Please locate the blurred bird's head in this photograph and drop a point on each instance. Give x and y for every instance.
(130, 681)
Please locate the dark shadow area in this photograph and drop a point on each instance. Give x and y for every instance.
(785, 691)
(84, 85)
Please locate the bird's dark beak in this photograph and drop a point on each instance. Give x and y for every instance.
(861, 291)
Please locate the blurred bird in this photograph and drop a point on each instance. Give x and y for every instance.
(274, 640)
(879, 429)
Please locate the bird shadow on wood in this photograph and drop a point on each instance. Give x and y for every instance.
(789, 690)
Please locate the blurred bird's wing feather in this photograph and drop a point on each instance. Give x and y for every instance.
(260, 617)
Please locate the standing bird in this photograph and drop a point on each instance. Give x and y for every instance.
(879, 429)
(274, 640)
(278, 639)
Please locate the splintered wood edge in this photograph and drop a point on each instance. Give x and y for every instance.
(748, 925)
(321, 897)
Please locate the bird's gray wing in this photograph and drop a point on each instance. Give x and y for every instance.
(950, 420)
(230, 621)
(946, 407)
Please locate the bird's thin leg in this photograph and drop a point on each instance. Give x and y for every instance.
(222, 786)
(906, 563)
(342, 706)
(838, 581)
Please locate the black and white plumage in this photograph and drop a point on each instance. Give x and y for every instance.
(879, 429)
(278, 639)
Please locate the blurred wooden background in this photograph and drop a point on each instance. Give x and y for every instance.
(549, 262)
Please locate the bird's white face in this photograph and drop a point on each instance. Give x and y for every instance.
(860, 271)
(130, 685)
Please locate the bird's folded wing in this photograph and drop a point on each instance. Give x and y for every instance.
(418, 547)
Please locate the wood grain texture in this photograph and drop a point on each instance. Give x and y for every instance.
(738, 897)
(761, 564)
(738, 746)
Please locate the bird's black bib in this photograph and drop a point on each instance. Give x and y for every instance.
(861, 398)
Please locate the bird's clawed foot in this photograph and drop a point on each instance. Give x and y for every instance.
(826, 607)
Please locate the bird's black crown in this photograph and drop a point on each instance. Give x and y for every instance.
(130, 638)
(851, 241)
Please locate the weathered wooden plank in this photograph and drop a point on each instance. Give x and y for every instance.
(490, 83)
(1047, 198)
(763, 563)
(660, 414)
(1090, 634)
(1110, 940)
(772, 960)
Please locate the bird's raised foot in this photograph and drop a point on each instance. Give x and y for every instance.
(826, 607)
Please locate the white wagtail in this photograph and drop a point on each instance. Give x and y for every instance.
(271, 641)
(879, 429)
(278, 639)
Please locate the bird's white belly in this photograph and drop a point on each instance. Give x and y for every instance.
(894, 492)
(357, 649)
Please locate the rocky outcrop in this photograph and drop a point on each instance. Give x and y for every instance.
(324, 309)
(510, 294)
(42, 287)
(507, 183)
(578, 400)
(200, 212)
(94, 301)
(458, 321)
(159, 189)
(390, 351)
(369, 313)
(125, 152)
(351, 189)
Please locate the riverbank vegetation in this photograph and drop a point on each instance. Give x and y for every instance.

EXERCISE AIM: Generate an exact reproduction of all entries.

FINAL RESULT:
Please locate the blurred bird's head in this photograph and drop a point on each instance. Give x and y for every instance.
(130, 681)
Please locate the dark shadow area in this photograph and drop a point on each instance. Give x and y for every instance.
(785, 691)
(84, 85)
Please locate the bird's dark beak in this photograph and drop a point on each instance. Give x and y for every instance.
(861, 291)
Please locate the blurred bird in this photograph and drop a point on each instance. Give x and y for every instance.
(274, 640)
(879, 429)
Please locate the bird shadow on wood in this photograph and drop a point on each instance. Give x and y for every instance.
(789, 690)
Please locate the blurred bird's wing feather in this photograph and drop a point on each instance. Give x and y for every instance.
(260, 617)
Please locate the standing bird in this photograph and drop a point on each instance. Give x and y for every instance.
(879, 429)
(274, 640)
(278, 639)
Please locate the splintered wood edge in this photograph and drop a point on each instance. Give x and y for every instance.
(748, 925)
(321, 897)
Please locate the bird's gray wing in this photograph and drop a point on each instance. Give x and y for every instance.
(950, 420)
(230, 621)
(946, 407)
Please locate the bird's thin leg in this photograph and drop a point on each instance. Give x and y for every instance.
(222, 786)
(906, 563)
(342, 706)
(838, 581)
Please locate the black and white plumage in this photograph and drop a point on each instance. Give x and y for every instance.
(879, 429)
(278, 639)
Please locate the blurred wooden background in this photograph and drop a point on each instance. Give x and y for every instance.
(549, 262)
Please locate the bird's white face in this photograph and drop a point on each instance. Give x and y for every instance.
(860, 271)
(130, 685)
Please locate the bird's folded wing in this photograph and drop a point on each instance. Give x and y for every instance.
(418, 547)
Please locate the wood grain texture in this photograph and drop a point on each instance. Give x and y for every instance.
(738, 897)
(761, 564)
(738, 746)
Please locate the bird's black bib in this photograph and drop a point on each instance. Give x and y for every instance.
(861, 398)
Please locate the bird's clawed foot in this photograph and drop a point on each instance. Give x and y for every instance.
(826, 607)
Please locate the bird's black crown in this photograph and drop a point on each instance. Give x and y for every instance.
(130, 638)
(851, 241)
Please locate the weathered wooden plank in this photograph and drop a point on each instance. Give x and y for every instance.
(490, 83)
(1047, 198)
(763, 563)
(660, 414)
(1090, 634)
(1110, 940)
(772, 960)
Please locate the bird's raised foot in this photograph and drop a point on each instance. Give x and y for every instance.
(826, 607)
Please locate the white wagtail in this photograph and drop a point on each instance. Give x and y for every instance.
(271, 641)
(879, 429)
(278, 639)
Please locate the bird's white belly in this photograph and drop a point on each instance. Give x and y for every instance.
(894, 492)
(357, 649)
Please locate the rocky outcrop in this photograph and drop a point on each instance. Give x and y for every instance.
(324, 309)
(510, 294)
(42, 287)
(507, 183)
(578, 400)
(200, 212)
(94, 301)
(458, 321)
(159, 189)
(390, 351)
(369, 313)
(125, 152)
(351, 189)
Please locate the riverbank vegetation in this photograph and drop a point on each instance. Give x and y for every instance.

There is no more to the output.